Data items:
===

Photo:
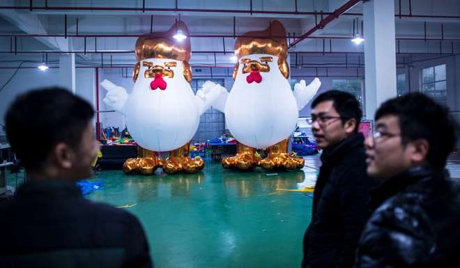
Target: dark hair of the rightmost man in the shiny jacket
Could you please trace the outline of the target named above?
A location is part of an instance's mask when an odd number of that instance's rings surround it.
[[[383,102],[376,111],[376,120],[389,115],[399,119],[403,146],[425,139],[429,143],[428,163],[435,168],[445,166],[458,131],[458,125],[446,107],[422,93],[410,93]]]

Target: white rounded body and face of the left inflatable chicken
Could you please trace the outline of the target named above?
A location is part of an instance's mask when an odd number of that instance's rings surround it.
[[[139,75],[137,78],[126,101],[125,116],[130,134],[139,145],[162,152],[177,149],[192,139],[199,124],[199,107],[190,84],[182,75],[181,61],[146,58],[141,61],[139,73],[155,68],[159,71],[153,72],[153,76],[160,74],[158,77]],[[161,76],[170,70],[174,77]]]

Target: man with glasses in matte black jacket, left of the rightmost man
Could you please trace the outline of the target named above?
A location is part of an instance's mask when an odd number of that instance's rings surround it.
[[[353,267],[376,181],[366,175],[362,111],[350,93],[330,90],[312,102],[312,132],[321,155],[302,267]]]

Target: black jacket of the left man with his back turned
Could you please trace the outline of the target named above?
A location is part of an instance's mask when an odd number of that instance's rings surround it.
[[[0,205],[0,267],[152,267],[137,218],[68,182],[26,182]]]

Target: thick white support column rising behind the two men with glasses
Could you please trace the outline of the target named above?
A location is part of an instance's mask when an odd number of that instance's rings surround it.
[[[374,119],[378,106],[396,97],[396,45],[394,1],[362,3],[365,38],[366,119]]]

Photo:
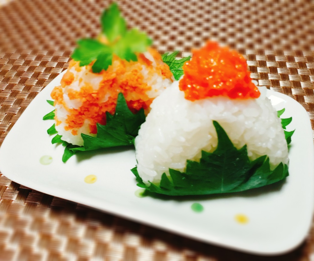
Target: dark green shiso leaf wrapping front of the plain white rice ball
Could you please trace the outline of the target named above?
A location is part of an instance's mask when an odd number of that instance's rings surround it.
[[[213,153],[202,151],[200,162],[187,160],[185,172],[169,169],[170,177],[164,173],[158,185],[145,185],[135,167],[131,171],[137,185],[154,193],[172,196],[208,195],[258,188],[289,175],[288,166],[283,164],[271,171],[266,155],[250,161],[246,146],[236,149],[219,123],[213,123],[218,136],[218,146]]]

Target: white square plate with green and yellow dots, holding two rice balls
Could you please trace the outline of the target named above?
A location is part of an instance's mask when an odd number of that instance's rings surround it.
[[[9,179],[60,198],[72,200],[187,237],[256,254],[281,254],[297,247],[308,232],[314,206],[313,137],[306,110],[292,98],[268,90],[283,117],[293,117],[296,129],[289,152],[290,176],[268,187],[226,195],[184,198],[139,198],[132,149],[85,152],[62,162],[64,147],[51,144],[42,117],[53,108],[46,100],[60,84],[60,74],[26,108],[0,148],[0,170]],[[42,165],[43,155],[52,163]],[[88,175],[97,181],[84,182]],[[193,212],[200,203],[204,210]],[[236,215],[248,218],[246,224]]]

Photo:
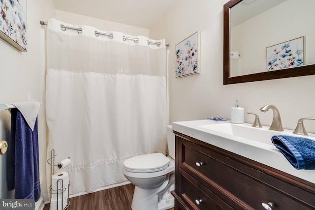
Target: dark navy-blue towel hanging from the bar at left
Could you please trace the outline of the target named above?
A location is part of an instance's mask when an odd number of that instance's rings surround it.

===

PROBLEM:
Here the job is to print all the data exactly, skipping any image.

TASK RESPONSE:
Photo:
Target: dark hair of the rightmost man in the shiny jacket
Could you please trace the outline of the target named above?
A location is part of an instance's mask when an odd number of that instance's rings surround it.
[[[383,102],[376,111],[376,120],[389,115],[399,119],[403,146],[425,139],[429,143],[428,163],[435,168],[445,166],[458,131],[458,125],[446,107],[422,93],[410,93]]]

Target: white rounded body and face of the left inflatable chicken
Could you please trace the outline of the target named above?
A location is part of an instance's mask when an odd number of that instance's rings surround it.
[[[139,75],[137,78],[126,101],[125,116],[130,134],[139,145],[162,152],[177,149],[192,139],[199,124],[199,107],[190,84],[182,75],[181,61],[146,58],[141,61],[139,73],[155,68],[159,71],[153,72],[153,76],[160,74],[158,77]],[[161,76],[170,70],[174,77]]]

Target: man with glasses in matte black jacket, left of the rightmost man
Could you please trace the outline of the target named above?
A location is part of an instance's mask when an odd number of that instance's rings surround it.
[[[353,267],[376,181],[366,175],[362,111],[350,93],[330,90],[312,102],[312,132],[321,155],[302,267]]]

Target: black jacket of the left man with his back turned
Could you please trace the outline of the target named above?
A location is part of an instance's mask when an odd number of that instance's rings surround it.
[[[0,205],[0,267],[152,267],[137,218],[68,182],[26,182]]]

Target: thick white support column rising behind the two men with glasses
Could you please trace the outline of the target named above?
A location is part of an instance's mask when an odd number of that instance's rings surround it.
[[[374,119],[378,106],[396,97],[396,45],[394,1],[362,3],[365,38],[366,119]]]

Photo:
Target: dark green shiso leaf wrapping front of the plain white rice ball
Could you please trace the outline of the target named above?
A location is part of an instance's mask when an odd number of that instance's rings surround it.
[[[213,153],[202,151],[200,162],[187,160],[185,172],[169,169],[170,177],[164,173],[158,185],[145,185],[135,167],[131,171],[137,185],[154,193],[172,196],[208,195],[258,188],[289,175],[288,166],[283,164],[271,171],[266,155],[250,161],[246,146],[236,149],[219,123],[213,123],[218,136],[218,146]]]

Target: white square plate with green and yellow dots, holding two rice balls
Could you please trace the outline of the target named above?
A location is part of an instance's mask when an odd number of that instance's rings surround it.
[[[9,179],[60,198],[72,200],[187,237],[256,254],[281,254],[297,247],[308,232],[314,206],[313,137],[306,110],[292,98],[268,90],[283,117],[293,117],[296,129],[289,152],[290,176],[268,187],[226,195],[184,198],[139,198],[132,149],[85,152],[62,162],[64,147],[51,144],[42,117],[53,108],[46,100],[60,84],[60,74],[26,108],[0,148],[0,170]],[[42,165],[43,155],[52,163]],[[88,175],[97,181],[84,182]],[[193,212],[200,203],[204,210]],[[236,215],[248,218],[246,224]]]

Photo:
Target: dark navy-blue towel hanging from the bar at left
Could you please trace the outline of the target named above?
A location is part of an instance's mask when an odd number of that instance's rings surround it.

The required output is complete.